━━ Fragmento del texto ━━
Todo nos parecía absurdo, alocado, irracional y fuera de toda lógica, pero yo seguía impactada por los delfines y elefantes en el interior del edificio, entonces, empecé a poner atención a todos los edificios de la ecléctica arquitectura andina, que hace una curiosa amalgama entre lo cholo y el chalet, en la urbe alteña, teniendo como resultado el cholet; curiosa denominación que reciben los edificios pertenecientes a un estilo arquitectónico andino desarrollado en El Alto. El término fue originado por la combinación de las palabras "cholo" y “chalet”, en representación del éxito del propietario y del nacimiento de la nueva burguesía aimara.

Lo que pasaba, es que los cholets siempre estuvieron en el mismo lugar y nunca me importaron, por el contrario, me parecían construcciones alegres adornando la sobriedad del paisaje. Pero después de ver la fauna colgando del techo; después de haberme ahogando con la visión, sin poder imaginarme la sensación de estar en un lugar así, empecé, inmediatamente, a querer divisar la intimidad ajena, mirando al interior de toda ventana que veía abierta en espera de encontrar algo más soberbio que lo anterior.
━━━
━━ Datos proporcionados ━━
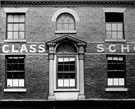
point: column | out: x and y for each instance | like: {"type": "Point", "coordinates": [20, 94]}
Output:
{"type": "Point", "coordinates": [51, 74]}
{"type": "Point", "coordinates": [81, 75]}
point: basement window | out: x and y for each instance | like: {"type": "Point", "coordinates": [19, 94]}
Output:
{"type": "Point", "coordinates": [15, 71]}
{"type": "Point", "coordinates": [15, 26]}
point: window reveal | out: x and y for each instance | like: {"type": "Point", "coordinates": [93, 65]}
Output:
{"type": "Point", "coordinates": [116, 70]}
{"type": "Point", "coordinates": [15, 71]}
{"type": "Point", "coordinates": [66, 74]}
{"type": "Point", "coordinates": [15, 26]}
{"type": "Point", "coordinates": [114, 25]}
{"type": "Point", "coordinates": [65, 22]}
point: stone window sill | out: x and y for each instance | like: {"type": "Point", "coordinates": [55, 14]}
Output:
{"type": "Point", "coordinates": [15, 90]}
{"type": "Point", "coordinates": [57, 32]}
{"type": "Point", "coordinates": [116, 89]}
{"type": "Point", "coordinates": [115, 40]}
{"type": "Point", "coordinates": [15, 40]}
{"type": "Point", "coordinates": [66, 90]}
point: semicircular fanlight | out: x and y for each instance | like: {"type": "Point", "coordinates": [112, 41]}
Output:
{"type": "Point", "coordinates": [66, 48]}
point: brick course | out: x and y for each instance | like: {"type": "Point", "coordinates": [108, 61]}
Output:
{"type": "Point", "coordinates": [91, 28]}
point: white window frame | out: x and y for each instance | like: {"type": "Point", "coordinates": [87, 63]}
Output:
{"type": "Point", "coordinates": [65, 10]}
{"type": "Point", "coordinates": [77, 75]}
{"type": "Point", "coordinates": [115, 10]}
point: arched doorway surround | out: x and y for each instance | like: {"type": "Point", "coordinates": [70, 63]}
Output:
{"type": "Point", "coordinates": [66, 68]}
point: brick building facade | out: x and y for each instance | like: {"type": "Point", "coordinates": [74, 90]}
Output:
{"type": "Point", "coordinates": [67, 50]}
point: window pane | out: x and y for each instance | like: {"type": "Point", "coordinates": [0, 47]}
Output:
{"type": "Point", "coordinates": [21, 67]}
{"type": "Point", "coordinates": [116, 81]}
{"type": "Point", "coordinates": [109, 58]}
{"type": "Point", "coordinates": [15, 35]}
{"type": "Point", "coordinates": [120, 58]}
{"type": "Point", "coordinates": [65, 20]}
{"type": "Point", "coordinates": [9, 75]}
{"type": "Point", "coordinates": [16, 28]}
{"type": "Point", "coordinates": [59, 26]}
{"type": "Point", "coordinates": [65, 26]}
{"type": "Point", "coordinates": [21, 35]}
{"type": "Point", "coordinates": [108, 35]}
{"type": "Point", "coordinates": [10, 35]}
{"type": "Point", "coordinates": [71, 26]}
{"type": "Point", "coordinates": [60, 82]}
{"type": "Point", "coordinates": [9, 60]}
{"type": "Point", "coordinates": [66, 82]}
{"type": "Point", "coordinates": [120, 27]}
{"type": "Point", "coordinates": [72, 60]}
{"type": "Point", "coordinates": [21, 82]}
{"type": "Point", "coordinates": [110, 82]}
{"type": "Point", "coordinates": [22, 18]}
{"type": "Point", "coordinates": [115, 58]}
{"type": "Point", "coordinates": [21, 60]}
{"type": "Point", "coordinates": [21, 75]}
{"type": "Point", "coordinates": [66, 67]}
{"type": "Point", "coordinates": [21, 27]}
{"type": "Point", "coordinates": [9, 83]}
{"type": "Point", "coordinates": [10, 27]}
{"type": "Point", "coordinates": [60, 59]}
{"type": "Point", "coordinates": [60, 75]}
{"type": "Point", "coordinates": [108, 27]}
{"type": "Point", "coordinates": [121, 66]}
{"type": "Point", "coordinates": [9, 66]}
{"type": "Point", "coordinates": [70, 20]}
{"type": "Point", "coordinates": [114, 28]}
{"type": "Point", "coordinates": [15, 66]}
{"type": "Point", "coordinates": [60, 68]}
{"type": "Point", "coordinates": [15, 82]}
{"type": "Point", "coordinates": [10, 18]}
{"type": "Point", "coordinates": [121, 81]}
{"type": "Point", "coordinates": [72, 67]}
{"type": "Point", "coordinates": [110, 66]}
{"type": "Point", "coordinates": [16, 18]}
{"type": "Point", "coordinates": [114, 35]}
{"type": "Point", "coordinates": [120, 36]}
{"type": "Point", "coordinates": [72, 82]}
{"type": "Point", "coordinates": [66, 60]}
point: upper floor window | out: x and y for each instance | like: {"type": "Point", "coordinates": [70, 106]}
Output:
{"type": "Point", "coordinates": [116, 71]}
{"type": "Point", "coordinates": [15, 71]}
{"type": "Point", "coordinates": [15, 26]}
{"type": "Point", "coordinates": [65, 22]}
{"type": "Point", "coordinates": [114, 25]}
━━━
[Consignas]
(A) Indique si cada afirmación concuerda con el fragmento sobre los cholets y justifique con las palabras exactas del texto: (i) los cholets representan el éxito del propietario; (ii) los cholets siempre le importaron a quien narra; (iii) el estilo de los cholets se desarrolló en Cusco.
(B) Responda brevemente según el fragmento sobre los cholets:
(i) ¿Qué animales se mencionan en el interior del edificio?
(ii) ¿Cómo le parecían antes los cholets a quien narra?
(iii) ¿Hacia dónde empezó a mirar quien narra después de esa visión?

[Respuestas por consigna]
(A)
(i) Sí: "en representación del éxito del propietario y del nacimiento de la nueva burguesía aimara".
(ii) No: "los cholets siempre estuvieron en el mismo lugar y nunca me importaron".
(iii) No: "un estilo arquitectónico andino desarrollado en El Alto".

(B)
(i) Delfines y elefantes.
(ii) Le parecían construcciones alegres que adornaban la sobriedad del paisaje.
(iii) Hacia el interior de toda ventana que veía abierta.